> **Work task**:
Can you rewrite the stretch from the first of these lines through the line containing "box: [4, 277, 496, 595]", swapping every "clicks" for "points" and leaving all else as it stands?

> **Information shown**:

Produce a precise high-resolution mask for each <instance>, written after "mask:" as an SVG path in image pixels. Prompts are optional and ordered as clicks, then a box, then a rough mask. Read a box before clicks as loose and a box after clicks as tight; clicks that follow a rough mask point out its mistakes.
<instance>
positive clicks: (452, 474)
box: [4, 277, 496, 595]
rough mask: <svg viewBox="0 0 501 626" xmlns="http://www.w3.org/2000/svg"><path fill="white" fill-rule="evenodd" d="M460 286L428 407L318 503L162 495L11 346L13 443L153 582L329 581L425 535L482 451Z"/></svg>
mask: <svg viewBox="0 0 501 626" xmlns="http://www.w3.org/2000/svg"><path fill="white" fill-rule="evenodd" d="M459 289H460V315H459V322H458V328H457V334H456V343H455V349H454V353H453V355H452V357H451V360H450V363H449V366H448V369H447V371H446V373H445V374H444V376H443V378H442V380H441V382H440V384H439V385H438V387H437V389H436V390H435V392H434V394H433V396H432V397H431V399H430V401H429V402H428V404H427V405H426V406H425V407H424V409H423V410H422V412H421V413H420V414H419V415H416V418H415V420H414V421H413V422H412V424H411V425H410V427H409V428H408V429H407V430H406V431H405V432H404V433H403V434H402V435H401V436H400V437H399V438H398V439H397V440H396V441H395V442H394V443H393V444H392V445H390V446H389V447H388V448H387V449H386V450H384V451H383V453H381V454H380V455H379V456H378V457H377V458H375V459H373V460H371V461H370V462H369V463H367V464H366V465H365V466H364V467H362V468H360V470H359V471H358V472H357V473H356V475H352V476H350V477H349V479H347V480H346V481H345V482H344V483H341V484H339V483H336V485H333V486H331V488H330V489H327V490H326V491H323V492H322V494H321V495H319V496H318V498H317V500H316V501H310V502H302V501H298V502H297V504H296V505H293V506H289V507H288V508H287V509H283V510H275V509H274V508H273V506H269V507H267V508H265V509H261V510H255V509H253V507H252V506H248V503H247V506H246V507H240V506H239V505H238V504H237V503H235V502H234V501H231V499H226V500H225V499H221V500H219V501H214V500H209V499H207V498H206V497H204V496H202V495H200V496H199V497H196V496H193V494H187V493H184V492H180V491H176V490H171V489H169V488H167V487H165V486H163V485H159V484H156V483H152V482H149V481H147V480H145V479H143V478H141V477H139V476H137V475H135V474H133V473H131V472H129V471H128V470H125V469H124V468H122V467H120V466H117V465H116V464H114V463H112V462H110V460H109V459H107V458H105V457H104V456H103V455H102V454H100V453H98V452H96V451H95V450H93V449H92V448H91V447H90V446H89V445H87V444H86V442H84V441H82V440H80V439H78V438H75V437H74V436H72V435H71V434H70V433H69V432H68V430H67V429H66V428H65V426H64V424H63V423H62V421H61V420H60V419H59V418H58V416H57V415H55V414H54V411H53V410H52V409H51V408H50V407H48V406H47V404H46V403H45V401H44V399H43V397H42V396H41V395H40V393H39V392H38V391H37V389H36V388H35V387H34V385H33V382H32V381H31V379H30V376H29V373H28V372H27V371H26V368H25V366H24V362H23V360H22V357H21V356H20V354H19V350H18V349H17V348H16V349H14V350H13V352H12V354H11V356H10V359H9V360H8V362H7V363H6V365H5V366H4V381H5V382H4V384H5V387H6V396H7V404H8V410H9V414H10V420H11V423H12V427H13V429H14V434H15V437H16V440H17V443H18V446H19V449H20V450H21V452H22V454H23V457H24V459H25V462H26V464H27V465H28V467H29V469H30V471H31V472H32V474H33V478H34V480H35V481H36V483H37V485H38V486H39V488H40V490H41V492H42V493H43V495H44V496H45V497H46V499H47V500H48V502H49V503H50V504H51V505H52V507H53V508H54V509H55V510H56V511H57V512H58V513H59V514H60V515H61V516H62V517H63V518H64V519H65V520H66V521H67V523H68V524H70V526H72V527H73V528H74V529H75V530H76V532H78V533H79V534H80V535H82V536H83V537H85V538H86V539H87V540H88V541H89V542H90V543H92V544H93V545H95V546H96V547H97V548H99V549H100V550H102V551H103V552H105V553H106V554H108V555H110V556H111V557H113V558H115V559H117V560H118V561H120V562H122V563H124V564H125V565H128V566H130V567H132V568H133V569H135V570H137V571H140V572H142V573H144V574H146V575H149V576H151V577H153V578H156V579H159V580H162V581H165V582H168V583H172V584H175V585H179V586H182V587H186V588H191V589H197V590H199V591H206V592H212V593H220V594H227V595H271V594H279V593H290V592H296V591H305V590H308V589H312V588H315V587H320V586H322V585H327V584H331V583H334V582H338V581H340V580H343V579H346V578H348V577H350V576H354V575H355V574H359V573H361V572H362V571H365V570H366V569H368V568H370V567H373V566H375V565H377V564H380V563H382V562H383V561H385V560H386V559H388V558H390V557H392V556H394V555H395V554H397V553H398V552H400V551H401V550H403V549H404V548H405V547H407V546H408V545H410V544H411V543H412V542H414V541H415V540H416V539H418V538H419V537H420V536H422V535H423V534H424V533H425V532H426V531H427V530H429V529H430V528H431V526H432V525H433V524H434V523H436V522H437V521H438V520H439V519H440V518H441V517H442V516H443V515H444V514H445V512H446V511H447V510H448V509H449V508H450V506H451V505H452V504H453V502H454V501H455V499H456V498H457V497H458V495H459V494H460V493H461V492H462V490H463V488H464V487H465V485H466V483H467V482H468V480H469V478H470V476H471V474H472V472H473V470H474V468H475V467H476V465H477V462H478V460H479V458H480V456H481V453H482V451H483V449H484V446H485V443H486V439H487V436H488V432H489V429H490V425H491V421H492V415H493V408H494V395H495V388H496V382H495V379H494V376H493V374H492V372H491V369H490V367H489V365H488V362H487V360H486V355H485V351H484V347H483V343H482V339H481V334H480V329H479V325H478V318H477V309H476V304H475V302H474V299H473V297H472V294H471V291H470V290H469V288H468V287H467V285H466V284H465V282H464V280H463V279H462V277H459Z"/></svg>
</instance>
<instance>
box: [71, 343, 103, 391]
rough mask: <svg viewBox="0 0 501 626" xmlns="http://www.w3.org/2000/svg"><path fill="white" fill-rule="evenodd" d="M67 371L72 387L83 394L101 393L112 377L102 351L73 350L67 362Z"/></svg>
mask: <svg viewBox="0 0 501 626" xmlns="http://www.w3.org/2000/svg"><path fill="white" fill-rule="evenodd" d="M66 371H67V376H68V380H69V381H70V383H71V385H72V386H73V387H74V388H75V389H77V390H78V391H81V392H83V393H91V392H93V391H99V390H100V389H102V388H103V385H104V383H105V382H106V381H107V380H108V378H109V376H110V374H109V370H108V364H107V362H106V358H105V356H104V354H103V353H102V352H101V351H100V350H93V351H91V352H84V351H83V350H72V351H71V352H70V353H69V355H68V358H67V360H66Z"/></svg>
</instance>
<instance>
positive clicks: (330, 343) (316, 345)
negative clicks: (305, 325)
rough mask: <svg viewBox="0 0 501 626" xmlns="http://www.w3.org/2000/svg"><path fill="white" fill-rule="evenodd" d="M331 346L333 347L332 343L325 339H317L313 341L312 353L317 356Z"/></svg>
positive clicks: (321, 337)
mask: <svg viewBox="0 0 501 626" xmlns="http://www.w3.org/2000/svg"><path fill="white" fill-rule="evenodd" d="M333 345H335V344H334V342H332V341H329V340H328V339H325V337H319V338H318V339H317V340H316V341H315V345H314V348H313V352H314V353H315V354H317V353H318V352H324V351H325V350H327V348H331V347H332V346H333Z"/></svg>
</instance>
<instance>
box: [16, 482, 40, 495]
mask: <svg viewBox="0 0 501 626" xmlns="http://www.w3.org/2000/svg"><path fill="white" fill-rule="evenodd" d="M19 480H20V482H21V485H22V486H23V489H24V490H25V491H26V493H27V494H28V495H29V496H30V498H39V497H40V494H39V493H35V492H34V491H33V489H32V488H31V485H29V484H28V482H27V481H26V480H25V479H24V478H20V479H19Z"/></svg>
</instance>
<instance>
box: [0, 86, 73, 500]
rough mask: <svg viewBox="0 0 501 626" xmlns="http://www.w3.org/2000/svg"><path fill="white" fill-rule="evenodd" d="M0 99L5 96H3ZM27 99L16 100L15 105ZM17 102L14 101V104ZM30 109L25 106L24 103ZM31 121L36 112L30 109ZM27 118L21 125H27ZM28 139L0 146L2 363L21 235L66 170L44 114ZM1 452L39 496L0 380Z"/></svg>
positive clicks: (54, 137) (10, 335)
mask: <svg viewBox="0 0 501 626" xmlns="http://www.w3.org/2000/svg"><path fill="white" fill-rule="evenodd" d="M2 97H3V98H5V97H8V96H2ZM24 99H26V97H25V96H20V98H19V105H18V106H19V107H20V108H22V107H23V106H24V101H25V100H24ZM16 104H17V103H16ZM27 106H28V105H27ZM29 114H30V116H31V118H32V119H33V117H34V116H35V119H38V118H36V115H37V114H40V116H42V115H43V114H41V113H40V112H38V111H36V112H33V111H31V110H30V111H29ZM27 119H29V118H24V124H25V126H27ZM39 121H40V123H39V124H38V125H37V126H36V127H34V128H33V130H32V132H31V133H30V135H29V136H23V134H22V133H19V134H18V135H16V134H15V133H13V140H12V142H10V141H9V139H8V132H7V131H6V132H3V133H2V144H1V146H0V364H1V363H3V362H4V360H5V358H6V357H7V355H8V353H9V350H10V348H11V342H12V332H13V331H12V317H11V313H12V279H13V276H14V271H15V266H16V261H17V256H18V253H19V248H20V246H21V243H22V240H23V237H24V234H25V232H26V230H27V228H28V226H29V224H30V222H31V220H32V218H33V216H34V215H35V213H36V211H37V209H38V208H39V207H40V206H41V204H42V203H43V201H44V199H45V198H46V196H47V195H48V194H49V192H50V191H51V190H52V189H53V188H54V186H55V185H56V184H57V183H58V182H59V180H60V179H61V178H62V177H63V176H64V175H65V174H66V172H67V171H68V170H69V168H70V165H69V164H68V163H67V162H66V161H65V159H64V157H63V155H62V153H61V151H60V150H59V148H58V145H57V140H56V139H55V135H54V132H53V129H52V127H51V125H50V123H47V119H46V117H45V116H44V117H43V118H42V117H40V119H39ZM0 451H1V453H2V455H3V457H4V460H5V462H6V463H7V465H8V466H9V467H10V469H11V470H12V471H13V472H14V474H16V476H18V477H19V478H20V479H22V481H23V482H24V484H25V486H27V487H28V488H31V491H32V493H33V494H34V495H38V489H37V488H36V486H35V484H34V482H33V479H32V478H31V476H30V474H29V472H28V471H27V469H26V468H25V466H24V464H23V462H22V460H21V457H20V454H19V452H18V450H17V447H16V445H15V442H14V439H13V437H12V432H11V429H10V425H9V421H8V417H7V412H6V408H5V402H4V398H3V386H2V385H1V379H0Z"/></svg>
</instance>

> **Written answer**:
Produce a precise high-resolution mask for each <instance>, written after "mask:" as an SVG path in image pixels. Prompts are optional and ordered as points, then a box, then a rough mask. Read a box before points as loose and a box after points as tight; points that follow a rough mask point out its mistakes.
<instance>
positive points: (452, 474)
box: [4, 277, 496, 595]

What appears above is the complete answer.